Document extract —
* * *

What can we say March 31? Easter Sunday

    I can never decide if preaching Easter is one fabulous moment, or a vaguely monotonous drudgery. I mean, it’s Easter. No greater day could be to preach. And yet, they come  - in droves! – yet inoculated against the radical truth of the day, thinking it’s that All Dogs Go To Heaven, that it’s all about flowers and pretty dresses, the flowers blooming in Spring. We’re fortunate – maybe – this year in that Easter is early enough that all may not yet be in bloom.

   I can only point you to two earlier posts on prior Easter Sundays, this one focused on Kavin Rowe’s Christianity’s Surprise – and then this one, that attends to the fact that Easter was “after the Sabbath.”

   Friends, preach well – which is only fitting – on Easter. But don’t be exasperated if, afterwards, the response is a bit tepid. So it was for the first proclaimers of the astonishingly good news.

What can we say April 7? Easter 2

     Easter 2's texts astonish us with the difference resurrection makes. Acts 4:32-35 describes a vital church not much like ours at all. What was the greater miracle for those first Christians? That they coughed up all their possessions to insure no one went without? or that they were of one heart and soul? I've tried in sermons to name this. People nod - but no property changes hands.

   Willie Jennings phrases the issue eloquently, speaking of "the new order of giving rooted in the divine wanting, rooted in the divine desire to join us together... Money here will be used to destroy what money normally is used to create: distance and boundaries between people... God watches and waits to see faith that connects resource to need."

* * *

Source information —
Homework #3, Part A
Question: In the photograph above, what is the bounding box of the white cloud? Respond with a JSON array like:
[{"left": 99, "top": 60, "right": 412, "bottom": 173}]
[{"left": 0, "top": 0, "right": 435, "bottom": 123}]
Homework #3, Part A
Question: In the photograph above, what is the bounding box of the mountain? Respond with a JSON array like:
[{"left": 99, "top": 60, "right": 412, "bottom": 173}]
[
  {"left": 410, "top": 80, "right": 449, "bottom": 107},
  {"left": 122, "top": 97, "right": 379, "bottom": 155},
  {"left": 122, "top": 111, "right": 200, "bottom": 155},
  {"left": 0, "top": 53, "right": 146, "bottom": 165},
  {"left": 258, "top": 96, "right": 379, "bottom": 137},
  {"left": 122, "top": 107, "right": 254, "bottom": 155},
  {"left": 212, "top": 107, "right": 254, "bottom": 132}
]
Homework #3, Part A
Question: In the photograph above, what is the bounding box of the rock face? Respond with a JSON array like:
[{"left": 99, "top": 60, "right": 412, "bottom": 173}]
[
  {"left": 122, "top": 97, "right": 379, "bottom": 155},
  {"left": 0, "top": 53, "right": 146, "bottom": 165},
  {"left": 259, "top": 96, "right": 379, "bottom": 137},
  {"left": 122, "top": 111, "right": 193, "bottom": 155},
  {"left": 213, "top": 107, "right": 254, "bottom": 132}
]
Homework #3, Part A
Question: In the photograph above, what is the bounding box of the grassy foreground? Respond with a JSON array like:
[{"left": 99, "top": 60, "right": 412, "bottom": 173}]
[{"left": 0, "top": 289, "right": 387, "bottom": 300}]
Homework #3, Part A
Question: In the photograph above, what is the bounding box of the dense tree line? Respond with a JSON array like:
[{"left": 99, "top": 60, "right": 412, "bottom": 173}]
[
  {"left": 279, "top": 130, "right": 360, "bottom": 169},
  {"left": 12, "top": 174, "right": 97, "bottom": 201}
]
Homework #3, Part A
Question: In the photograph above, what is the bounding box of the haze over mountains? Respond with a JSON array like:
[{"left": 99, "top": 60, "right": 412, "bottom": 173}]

* * *

Work instructions —
Write out the Easter preaching notes again in full, word for word.

Solution for this task —
What can we say March 31? Easter Sunday

    I can never decide if preaching Easter is one fabulous moment, or a vaguely monotonous drudgery. I mean, it’s Easter. No greater day could be to preach. And yet, they come  - in droves! – yet inoculated against the radical truth of the day, thinking it’s that All Dogs Go To Heaven, that it’s all about flowers and pretty dresses, the flowers blooming in Spring. We’re fortunate – maybe – this year in that Easter is early enough that all may not yet be in bloom.

   I can only point you to two earlier posts on prior Easter Sundays, this one focused on Kavin Rowe’s Christianity’s Surprise – and then this one, that attends to the fact that Easter was “after the Sabbath.”

   Friends, preach well – which is only fitting – on Easter. But don’t be exasperated if, afterwards, the response is a bit tepid. So it was for the first proclaimers of the astonishingly good news.

What can we say April 7? Easter 2

     Easter 2's texts astonish us with the difference resurrection makes. Acts 4:32-35 describes a vital church not much like ours at all. What was the greater miracle for those first Christians? That they coughed up all their possessions to insure no one went without? or that they were of one heart and soul? I've tried in sermons to name this. People nod - but no property changes hands.

   Willie Jennings phrases the issue eloquently, speaking of "the new order of giving rooted in the divine wanting, rooted in the divine desire to join us together... Money here will be used to destroy what money normally is used to create: distance and boundaries between people... God watches and waits to see faith that connects resource to need."